[INPUT RECORDS]
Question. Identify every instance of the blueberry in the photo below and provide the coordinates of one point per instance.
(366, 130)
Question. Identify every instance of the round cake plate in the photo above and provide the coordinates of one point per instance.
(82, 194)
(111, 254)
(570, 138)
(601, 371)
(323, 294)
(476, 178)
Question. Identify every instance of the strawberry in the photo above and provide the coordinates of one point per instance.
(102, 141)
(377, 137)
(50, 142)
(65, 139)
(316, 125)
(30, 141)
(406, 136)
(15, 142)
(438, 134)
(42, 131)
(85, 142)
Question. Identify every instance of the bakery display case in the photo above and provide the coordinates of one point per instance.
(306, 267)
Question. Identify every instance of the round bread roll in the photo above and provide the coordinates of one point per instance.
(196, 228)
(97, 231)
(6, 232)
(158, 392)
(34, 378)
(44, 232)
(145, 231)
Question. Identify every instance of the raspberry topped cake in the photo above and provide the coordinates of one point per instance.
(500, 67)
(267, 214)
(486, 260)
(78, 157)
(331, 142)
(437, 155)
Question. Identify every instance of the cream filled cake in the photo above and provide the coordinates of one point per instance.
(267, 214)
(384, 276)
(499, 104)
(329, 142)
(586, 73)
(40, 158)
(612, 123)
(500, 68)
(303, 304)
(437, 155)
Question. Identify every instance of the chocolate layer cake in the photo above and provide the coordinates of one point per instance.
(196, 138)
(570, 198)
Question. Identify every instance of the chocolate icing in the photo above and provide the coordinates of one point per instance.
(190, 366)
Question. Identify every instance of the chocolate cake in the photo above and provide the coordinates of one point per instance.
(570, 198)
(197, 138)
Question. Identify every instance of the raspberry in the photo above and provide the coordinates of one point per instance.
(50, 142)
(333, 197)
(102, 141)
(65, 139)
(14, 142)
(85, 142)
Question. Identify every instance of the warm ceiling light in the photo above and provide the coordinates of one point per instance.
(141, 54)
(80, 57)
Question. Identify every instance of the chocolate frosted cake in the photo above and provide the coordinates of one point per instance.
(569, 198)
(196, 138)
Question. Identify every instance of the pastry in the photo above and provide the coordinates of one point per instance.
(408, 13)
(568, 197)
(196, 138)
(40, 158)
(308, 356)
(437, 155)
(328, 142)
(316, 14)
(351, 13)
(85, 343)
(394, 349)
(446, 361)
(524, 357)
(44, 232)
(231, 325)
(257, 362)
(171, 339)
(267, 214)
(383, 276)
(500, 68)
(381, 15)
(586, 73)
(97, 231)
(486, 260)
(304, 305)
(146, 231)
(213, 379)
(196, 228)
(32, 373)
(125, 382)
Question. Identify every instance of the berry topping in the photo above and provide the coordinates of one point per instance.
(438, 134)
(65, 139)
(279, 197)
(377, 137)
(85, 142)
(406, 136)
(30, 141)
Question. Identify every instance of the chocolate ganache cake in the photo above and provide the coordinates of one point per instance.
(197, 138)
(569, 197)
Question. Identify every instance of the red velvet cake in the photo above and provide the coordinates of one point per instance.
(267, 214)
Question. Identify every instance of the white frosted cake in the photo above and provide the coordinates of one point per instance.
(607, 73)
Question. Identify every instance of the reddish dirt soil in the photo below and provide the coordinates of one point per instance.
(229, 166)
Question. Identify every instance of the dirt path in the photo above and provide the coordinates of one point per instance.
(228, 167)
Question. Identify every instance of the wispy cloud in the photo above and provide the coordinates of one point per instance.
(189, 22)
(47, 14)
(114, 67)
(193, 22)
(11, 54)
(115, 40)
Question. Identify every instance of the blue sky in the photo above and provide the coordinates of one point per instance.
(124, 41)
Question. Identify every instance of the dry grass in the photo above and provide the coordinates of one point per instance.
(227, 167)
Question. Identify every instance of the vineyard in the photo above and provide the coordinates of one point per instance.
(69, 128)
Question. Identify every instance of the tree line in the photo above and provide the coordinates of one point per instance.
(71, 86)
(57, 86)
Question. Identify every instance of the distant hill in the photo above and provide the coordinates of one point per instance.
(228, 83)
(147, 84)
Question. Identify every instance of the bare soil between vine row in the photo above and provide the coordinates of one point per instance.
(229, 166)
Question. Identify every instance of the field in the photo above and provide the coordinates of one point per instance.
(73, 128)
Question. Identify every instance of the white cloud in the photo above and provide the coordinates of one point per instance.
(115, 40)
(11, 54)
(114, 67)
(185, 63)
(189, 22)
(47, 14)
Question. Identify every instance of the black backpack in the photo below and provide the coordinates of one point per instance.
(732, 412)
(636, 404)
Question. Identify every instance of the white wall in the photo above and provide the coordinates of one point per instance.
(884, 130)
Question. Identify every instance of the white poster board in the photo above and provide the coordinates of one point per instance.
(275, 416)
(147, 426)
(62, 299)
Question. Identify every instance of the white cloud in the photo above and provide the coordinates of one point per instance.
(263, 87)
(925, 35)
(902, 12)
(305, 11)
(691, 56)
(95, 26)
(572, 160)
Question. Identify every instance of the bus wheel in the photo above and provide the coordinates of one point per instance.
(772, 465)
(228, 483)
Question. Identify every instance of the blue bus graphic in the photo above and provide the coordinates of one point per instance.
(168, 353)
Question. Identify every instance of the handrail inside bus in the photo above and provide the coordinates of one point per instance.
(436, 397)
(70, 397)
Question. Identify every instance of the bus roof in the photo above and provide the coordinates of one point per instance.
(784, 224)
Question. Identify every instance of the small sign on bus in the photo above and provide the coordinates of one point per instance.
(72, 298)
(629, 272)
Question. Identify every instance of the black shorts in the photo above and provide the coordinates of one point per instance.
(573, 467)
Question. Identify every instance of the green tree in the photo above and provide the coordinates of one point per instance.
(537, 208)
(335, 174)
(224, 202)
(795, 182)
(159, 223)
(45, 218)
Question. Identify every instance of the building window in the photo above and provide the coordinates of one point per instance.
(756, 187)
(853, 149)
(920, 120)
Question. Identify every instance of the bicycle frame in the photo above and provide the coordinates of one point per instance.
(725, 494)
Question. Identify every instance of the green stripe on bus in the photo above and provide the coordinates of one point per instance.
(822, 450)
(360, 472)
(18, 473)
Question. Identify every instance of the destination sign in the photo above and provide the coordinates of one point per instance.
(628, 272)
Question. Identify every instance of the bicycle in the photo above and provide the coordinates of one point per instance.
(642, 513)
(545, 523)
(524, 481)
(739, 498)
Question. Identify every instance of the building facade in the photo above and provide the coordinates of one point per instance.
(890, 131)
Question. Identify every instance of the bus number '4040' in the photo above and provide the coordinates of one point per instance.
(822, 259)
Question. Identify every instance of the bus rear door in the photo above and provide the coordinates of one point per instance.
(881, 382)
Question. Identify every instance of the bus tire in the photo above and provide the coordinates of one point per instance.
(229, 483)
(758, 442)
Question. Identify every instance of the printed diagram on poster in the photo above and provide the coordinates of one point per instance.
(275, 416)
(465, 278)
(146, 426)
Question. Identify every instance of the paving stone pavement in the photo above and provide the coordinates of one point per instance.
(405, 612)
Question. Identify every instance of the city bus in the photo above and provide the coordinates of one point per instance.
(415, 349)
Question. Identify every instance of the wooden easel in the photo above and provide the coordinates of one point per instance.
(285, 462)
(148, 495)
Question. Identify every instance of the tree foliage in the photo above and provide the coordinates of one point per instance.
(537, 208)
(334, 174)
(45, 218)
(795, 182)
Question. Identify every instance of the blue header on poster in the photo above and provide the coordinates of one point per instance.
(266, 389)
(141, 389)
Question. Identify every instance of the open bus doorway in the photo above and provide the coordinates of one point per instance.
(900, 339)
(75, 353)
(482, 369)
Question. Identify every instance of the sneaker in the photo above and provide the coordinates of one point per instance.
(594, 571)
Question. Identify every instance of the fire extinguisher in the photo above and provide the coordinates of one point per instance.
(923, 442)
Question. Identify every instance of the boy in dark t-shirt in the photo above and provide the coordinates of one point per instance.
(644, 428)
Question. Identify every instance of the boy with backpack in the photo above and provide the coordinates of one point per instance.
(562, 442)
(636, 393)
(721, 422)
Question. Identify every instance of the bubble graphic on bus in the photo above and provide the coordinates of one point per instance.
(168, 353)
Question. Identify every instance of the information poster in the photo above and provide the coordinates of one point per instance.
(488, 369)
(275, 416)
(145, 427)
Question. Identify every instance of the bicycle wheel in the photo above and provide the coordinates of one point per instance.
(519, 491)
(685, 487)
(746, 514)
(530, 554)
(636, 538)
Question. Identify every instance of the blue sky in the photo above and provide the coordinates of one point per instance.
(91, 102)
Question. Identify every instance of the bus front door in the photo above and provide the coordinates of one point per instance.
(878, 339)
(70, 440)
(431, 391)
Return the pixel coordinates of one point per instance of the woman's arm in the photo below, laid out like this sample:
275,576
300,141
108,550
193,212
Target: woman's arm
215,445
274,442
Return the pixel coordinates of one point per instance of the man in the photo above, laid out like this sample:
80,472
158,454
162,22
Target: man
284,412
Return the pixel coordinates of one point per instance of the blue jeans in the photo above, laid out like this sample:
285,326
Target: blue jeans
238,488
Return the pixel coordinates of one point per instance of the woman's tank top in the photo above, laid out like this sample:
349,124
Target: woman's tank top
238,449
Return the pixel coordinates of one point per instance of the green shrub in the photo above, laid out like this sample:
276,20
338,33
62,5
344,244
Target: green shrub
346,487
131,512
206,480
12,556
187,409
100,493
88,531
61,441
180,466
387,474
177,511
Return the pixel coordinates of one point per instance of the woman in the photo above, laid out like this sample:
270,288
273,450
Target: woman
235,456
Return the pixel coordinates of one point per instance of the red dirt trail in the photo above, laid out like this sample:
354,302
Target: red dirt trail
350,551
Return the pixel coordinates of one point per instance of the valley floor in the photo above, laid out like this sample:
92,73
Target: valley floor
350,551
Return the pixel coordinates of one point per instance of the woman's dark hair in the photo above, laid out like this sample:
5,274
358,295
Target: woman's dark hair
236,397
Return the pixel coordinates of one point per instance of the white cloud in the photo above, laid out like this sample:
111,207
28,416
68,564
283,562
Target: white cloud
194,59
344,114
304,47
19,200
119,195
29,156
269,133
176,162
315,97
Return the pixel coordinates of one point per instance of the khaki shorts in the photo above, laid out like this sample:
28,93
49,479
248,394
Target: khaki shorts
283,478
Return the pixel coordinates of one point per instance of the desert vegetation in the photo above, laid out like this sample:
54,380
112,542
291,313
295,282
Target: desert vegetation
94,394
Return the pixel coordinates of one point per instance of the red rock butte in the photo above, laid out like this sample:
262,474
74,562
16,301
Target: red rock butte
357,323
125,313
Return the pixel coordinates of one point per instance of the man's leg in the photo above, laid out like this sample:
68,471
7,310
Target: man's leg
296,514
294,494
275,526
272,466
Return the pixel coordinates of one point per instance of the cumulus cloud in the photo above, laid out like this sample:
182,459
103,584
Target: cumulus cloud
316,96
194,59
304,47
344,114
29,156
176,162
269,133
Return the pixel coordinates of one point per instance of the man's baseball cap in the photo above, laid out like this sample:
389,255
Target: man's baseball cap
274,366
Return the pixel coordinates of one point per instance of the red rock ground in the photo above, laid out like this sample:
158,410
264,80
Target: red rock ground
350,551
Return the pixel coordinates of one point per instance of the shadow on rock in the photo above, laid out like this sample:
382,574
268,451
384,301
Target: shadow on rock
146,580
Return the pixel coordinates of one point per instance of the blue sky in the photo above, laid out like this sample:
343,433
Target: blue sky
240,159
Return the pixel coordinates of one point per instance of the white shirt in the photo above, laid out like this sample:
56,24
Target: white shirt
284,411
[/INPUT RECORDS]
▶ WHAT THE TASK REQUIRES: Give back, word for word, the lines of the records that run from the one holding "Target: red rock butte" to the very last.

▶ TASK ANSWER:
Target: red rock butte
357,323
125,313
Return the pixel coordinates of one point per instance of the man's leg in the photo above, laid out like this sample:
68,471
7,310
Target: man's leg
296,514
294,494
275,526
272,466
Return the pixel coordinates of one point per instance of the cumulus cloud in the photo above, laid out like this sample:
182,459
103,584
Target: cumulus cloud
316,96
194,59
304,47
344,114
29,156
176,162
269,133
Return the pixel coordinates of one point per instance of the man's baseball cap in the photo above, laid out like this sample:
389,255
Target: man's baseball cap
274,366
Return the pixel coordinates of one point per instance of the red rock ground in the photo above, laid out like this sample:
158,410
264,80
Target: red rock ground
350,551
Return the pixel coordinates of one point per instance of the shadow on rock in the photo above, laid out like this sample:
382,574
268,451
384,301
Target: shadow on rock
146,580
Return the pixel coordinates of one point per instance of the blue sky in the photo above, laid out like this sample:
343,433
Target: blue sky
240,159
Return the pixel coordinates of one point per instance of the white shirt in the photo above, laid out like this sample:
56,24
Target: white shirt
284,411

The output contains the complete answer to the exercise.